**Exercises to complete:**
1 > In the forum thread about the word cursor macro, what does FJCC say the code for gotoNextWord() apparently does not know?
2 > Translate this sentence from the forum thread about the word cursor macro into Spanish: "If these spaces are removed the search works as expected, as far as I can see."
3 > Extend the forum thread about the word cursor macro, picking up after its final sentence.
--- BEGIN Document text ---
Cursor word empty line

Creating a macro - Writing a Script - Using the API

Cursor word empty line

Postby BubikolRamios » Tue Mar 06, 2018 4:23 pm

Reads (should) word by word ...

does not msg out 'de'
does message out '.' multiple times where it finds it only once
does not get paste empty line to 'Beispiel:'

Suggestions ?



sample text:
Exkursionsflora der Alpen
und angrenzender Gebiete
© Dr. Thomas Götz, Singen (letzte Änderung: 18.04.2017)
Weitere Infos zum Projekt:
http: //www .tkgoetz .homepage .t-online. de/alpenflorahome.html Fehler und Anmerkungen bitte an: tk.goetz@t-online .de

Beispiel:



Code: Select all   Expand viewCollapse view
Dim oDoc As Object
Dim Proceed As Boolean
Dim Cursor As Object

oDoc = ThisComponent
Cursor = oDoc.Text.createTextCursor()
Cursor.gotoStart (false)'start of doc
Cursor.gotoEndOfWord(True)

do

MsgBox Cursor.String
Cursor.gotoNextWord (false)
Proceed = Cursor.gotoEndOfWord(True)

Loop While Proceed
OPen office 4.1.5/ win 7
BubikolRamios
 
Posts: 39
Joined: Sat Jan 04, 2014 1:28 pm

Re: Cursor word empty line

Postby FJCC » Tue Mar 06, 2018 4:56 pm

The unusual behavior I see is caused by the spaces in the middle of
www .tkgoetz .homepage .t-online. de
There is a space before .tkgoetz and .homepage and .t-online and de. The search gets confused and returns the . character. There is a similar space in
tk.goetz@t-online .de
before the .de. If these spaces are removed the search works as expected, as far as I can see. Apparently, the code for gotoNextWord() does not know what to do if the next word starts with a period.
AOO 3.4 or 4.1 on MS Windows XP ( before 2013-08-03) or Windows 7
If your question is answered, please go to your first post, select the Edit button, and add [Solved] to the beginning of the title.
FJCC
Moderator
 
Posts: 6704
Joined: Sat Nov 08, 2008 8:08 pm
Location: Colorado, USA

Re: Cursor word empty line

Postby RoryOF » Tue Mar 06, 2018 5:00 pm

The API says
gotoNextWord
boolean
gotoNextWord( [in] boolean bExpand );

Description
moves the cursor to the next word.
--- END Document text ---
--- BEGIN Dataset extract ---
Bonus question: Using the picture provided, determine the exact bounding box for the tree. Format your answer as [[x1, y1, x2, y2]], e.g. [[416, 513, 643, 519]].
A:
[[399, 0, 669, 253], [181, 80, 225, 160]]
--- END Dataset extract ---
**Answers given:**
1 > It does not know what to do if the next word starts with a period.

2 > Si se eliminan estos espacios, la búsqueda funciona como se espera, por lo que puedo ver.

3 >
Note: the function returning true does not necessarily mean that the cursor is located at the next word, or any word at all! This may happen for example if it travels over empty paragraphs.
Returns
true if the cursor was moved. It returns false it the cursor can not advance further.


The OP will have to examine the value at the location and discard it if it is a ".", then continue with another gotoNextWord()
Apache OpenOffice 4.1.5 on Xubuntu 18.04 (mostly 64 bit version) and infrequently on Win2K/XP
14 October 2016 was Pooh's 90th birthday
User avatar
RoryOF
Moderator
 
Posts: 27184
Joined: Sat Jan 31, 2009 9:30 pm
Location: Ireland

Re: Cursor word empty line

Postby JeJe » Tue Mar 06, 2018 9:51 pm

Openoffice counts a lot of punctuation as words... its terrible and completely unreliable as far as what a word is. You can see this by looking at the word counts it gives. LibreOffice does a much better job.
Openoffice 4.1.2
Windows 8
JeJe
 
Posts: 237
Joined: Wed Mar 09, 2016 2:40 pm

Re: Cursor word empty line

Postby BubikolRamios » Wed Mar 07, 2018 9:47 am

even skiping '.' does not get paste empty line, sample text
a b

c

will not msg out ''c'

looking at this: https://wiki.openoffice.org/wiki/Documentation/BASIC_Guide/Editing_Text_Documents#Navigating_within_a_Text
Since isEndOfParagraph () returns true on each line end (wrong I think), figured i could use gotoNextParagraph when it fails going to next word.


fails with: sub-procedure or function procedure not defined (compiles anyway as far as I can see)


Code: Select all   Expand viewCollapse view
oDoc = ThisComponent
'oText = oDoc.getText()
Cursor = oDoc.Text.createTextCursor()
Cursor.gotoStart (false)'start of doc
Cursor.gotoEndOfWord(True)
Proceed = true
do


if Cursor.String = "." then
'do nothing, skip
else
MsgBox Cursor.String
end if
'if Cursor.isEndOfParagraph () then
'Proceed = Cursor.gotoNextParagraph (false)
'Proceed = Cursor.gotoEndOfWord(True)
'else
Cursor.gotoNextWord (false)
if not Cursor.gotoEndOfWord(True) then
Proceed = gotoNextParagraph(false)
end if

'end if




Loop While Proceed
OPen office 4.1.5/ win 7
BubikolRamios
 
Posts: 39
Joined: Sat Jan 04, 2014 1:28 pm

Re: Cursor word empty line

Postby BubikolRamios » Wed Mar 07, 2018 10:15 am

Managed to go paste empty line with this
Code: Select all   Expand viewCollapse view
Cursor.gotoNextWord (false)
if not Cursor.gotoEndOfWord(True) then
  Proceed = Cursor.gotoNextParagraph(true)
  Cursor.gotoEndOfWord(True)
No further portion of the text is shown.